─── Excerpt to read
Got over 100 channels! I was shocked!

Ir•• ••t

October 9, 2021

Installed in garage and able to get VHF channels. 40 miles radius of the TV tower per fcc website.

Some antennas don’t have good reception of VHF channels , but this one does. FCC shows 40 miles radius of my house from the tv broadcasting station and this antenna works perfect.

Mi•• ••en

October 7, 2021

This is a great outdoor antenna!

We only watch local news in the morning. Any other TV is on ROKU. So I killed our $165 a month cable bill, got internet only for $65 a month, and installed this antenna. Nothing fancy, I just bolted it onto the corner of our house on the eaves. We get all the major network local channels and a few others. Saved me $100 a month!!

G.•• ••

October 7, 2021

Great indoor antenna for my location

I am quite pleased with this antenna. Most of the local TV stations are within 30 mile range. I received over 40 channels through this antenna.

Ha•• ••ee

October 6, 2021

Just doesn't get the basics in Vegas

Easy to install, but my location and placing antenna in attic just doesn't get the picture well on FOX, ABC, or CBS. Too late to return, so I'll probably sell it and try another option.

Qu•• ••ax

October 2, 2021

Works okay inside, probably better outside.

I thought with all the extra antennas you see in this I thought it would pick up better inside my home. It's located in a glass window.
──────
─── Listing
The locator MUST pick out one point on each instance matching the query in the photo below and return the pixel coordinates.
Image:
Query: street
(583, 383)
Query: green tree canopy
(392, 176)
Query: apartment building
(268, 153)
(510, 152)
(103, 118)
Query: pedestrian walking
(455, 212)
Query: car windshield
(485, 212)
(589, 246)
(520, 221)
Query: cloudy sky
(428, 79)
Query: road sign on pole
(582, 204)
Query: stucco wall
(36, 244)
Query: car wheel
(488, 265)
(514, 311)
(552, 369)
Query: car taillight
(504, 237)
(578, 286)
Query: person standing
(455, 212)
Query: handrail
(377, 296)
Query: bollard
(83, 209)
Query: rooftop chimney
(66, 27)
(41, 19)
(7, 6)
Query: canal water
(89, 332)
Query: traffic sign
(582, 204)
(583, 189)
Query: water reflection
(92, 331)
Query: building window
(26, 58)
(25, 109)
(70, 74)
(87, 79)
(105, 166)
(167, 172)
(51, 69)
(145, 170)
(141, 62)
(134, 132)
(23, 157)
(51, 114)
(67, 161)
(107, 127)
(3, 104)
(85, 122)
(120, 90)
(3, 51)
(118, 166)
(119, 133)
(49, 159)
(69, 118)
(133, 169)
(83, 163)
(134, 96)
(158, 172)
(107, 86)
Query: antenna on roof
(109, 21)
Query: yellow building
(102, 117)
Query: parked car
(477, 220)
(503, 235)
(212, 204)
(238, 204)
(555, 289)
──────
→ **The exercise**
Print the passage of the antenna reviews from "Installed in garage" to "antenna works perfect." word for word. The records are a separate set of material from the antenna reviews.

→ **Output**
Installed in garage and able to get VHF channels. 40 miles radius of the TV tower per fcc website.

Some antennas don’t have good reception of VHF channels , but this one does. FCC shows 40 miles radius of my house from the tv broadcasting station and this antenna works perfect.